**GIVEN EXERCISE A**: Could you retype the forum post below about repairing a VIS 8" level, word for word and in full?

**READING TEXT**:
# VIS 8" Level: Disassembly/Repair help



## Splat (May 16, 2014)

Ok, get ready for  it.... I knocked my Starrett 98 8" level off the lathe when getting her  moved onto the rods I had epoxied into the floor. I had forgot where I put it and it came crashing onto the floor to remind me. anic: Yes, I've already  kicked myself numerous times. I wondered if getting a replacement vial  for the Starrett was worth it or see if I could find a more sensitive  level for only a few $ more. The replacement vials are about what I paid for the level itself to begin with!  Finding this VIS solved that question. I managed to luck out and find this VIS 8" level on Ebay that I won for $70 shipped. It's in pretty good condition and the underneath is pristine. The only thing wrong is the view window has a slight bit of haze so reading the bubble's not that easy. There's 4 screws holding a top plate down onto the body, should I just remove these and see what's what? Before I attempt to disassemble this I was wondering if anyone here has taken one of these apart and would be kind enough to key me in on this. Thanks.

Point placement records
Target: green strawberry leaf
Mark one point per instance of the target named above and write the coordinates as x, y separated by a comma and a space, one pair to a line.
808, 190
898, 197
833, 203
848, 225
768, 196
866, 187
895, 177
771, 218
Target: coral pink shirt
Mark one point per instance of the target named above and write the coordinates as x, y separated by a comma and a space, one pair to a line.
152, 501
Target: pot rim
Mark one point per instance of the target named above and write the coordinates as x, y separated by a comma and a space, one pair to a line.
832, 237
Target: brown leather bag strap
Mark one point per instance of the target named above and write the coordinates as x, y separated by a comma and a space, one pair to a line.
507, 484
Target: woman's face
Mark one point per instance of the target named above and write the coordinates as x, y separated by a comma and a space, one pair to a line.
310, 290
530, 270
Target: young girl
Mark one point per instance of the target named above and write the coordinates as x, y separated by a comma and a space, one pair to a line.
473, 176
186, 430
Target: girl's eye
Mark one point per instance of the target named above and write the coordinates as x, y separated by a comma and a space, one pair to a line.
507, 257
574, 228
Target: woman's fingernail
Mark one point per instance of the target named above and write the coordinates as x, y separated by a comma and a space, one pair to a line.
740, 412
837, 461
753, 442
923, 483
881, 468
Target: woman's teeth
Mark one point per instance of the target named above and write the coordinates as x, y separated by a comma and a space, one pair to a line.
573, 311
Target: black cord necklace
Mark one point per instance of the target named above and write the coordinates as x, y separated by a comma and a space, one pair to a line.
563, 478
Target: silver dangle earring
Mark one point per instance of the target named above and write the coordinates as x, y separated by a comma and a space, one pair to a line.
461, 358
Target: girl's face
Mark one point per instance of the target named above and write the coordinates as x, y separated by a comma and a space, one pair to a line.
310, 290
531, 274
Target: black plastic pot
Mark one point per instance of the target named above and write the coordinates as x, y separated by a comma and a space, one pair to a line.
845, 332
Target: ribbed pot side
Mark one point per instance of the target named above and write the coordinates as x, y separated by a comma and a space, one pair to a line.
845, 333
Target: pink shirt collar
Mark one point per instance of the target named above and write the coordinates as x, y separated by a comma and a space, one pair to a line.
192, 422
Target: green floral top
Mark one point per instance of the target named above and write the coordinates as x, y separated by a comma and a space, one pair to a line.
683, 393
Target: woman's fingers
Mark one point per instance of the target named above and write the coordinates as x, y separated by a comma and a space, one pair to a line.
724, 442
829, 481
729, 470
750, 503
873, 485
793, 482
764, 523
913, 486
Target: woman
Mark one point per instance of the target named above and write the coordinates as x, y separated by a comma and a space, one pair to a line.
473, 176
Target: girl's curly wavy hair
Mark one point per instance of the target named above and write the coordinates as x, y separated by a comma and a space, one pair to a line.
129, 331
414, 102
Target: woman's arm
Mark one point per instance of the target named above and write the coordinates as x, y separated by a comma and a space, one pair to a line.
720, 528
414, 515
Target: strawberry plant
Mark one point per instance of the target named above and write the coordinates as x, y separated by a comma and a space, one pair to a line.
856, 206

**GIVEN EXERCISE B**: Which lines of the records above contain the word "black"? Pick out each one and copy it in full, treating uppercase and lowercase as different.

**FINISHED ANSWER A**:
# VIS 8" Level: Disassembly/Repair help



## Splat (May 16, 2014)

Ok, get ready for  it.... I knocked my Starrett 98 8" level off the lathe when getting her  moved onto the rods I had epoxied into the floor. I had forgot where I put it and it came crashing onto the floor to remind me. anic: Yes, I've already  kicked myself numerous times. I wondered if getting a replacement vial  for the Starrett was worth it or see if I could find a more sensitive  level for only a few $ more. The replacement vials are about what I paid for the level itself to begin with!  Finding this VIS solved that question. I managed to luck out and find this VIS 8" level on Ebay that I won for $70 shipped. It's in pretty good condition and the underneath is pristine. The only thing wrong is the view window has a slight bit of haze so reading the bubble's not that easy. There's 4 screws holding a top plate down onto the body, should I just remove these and see what's what? Before I attempt to disassemble this I was wondering if anyone here has taken one of these apart and would be kind enough to key me in on this. Thanks.

**FINISHED ANSWER B**:
Target: black cord necklace
Target: black plastic pot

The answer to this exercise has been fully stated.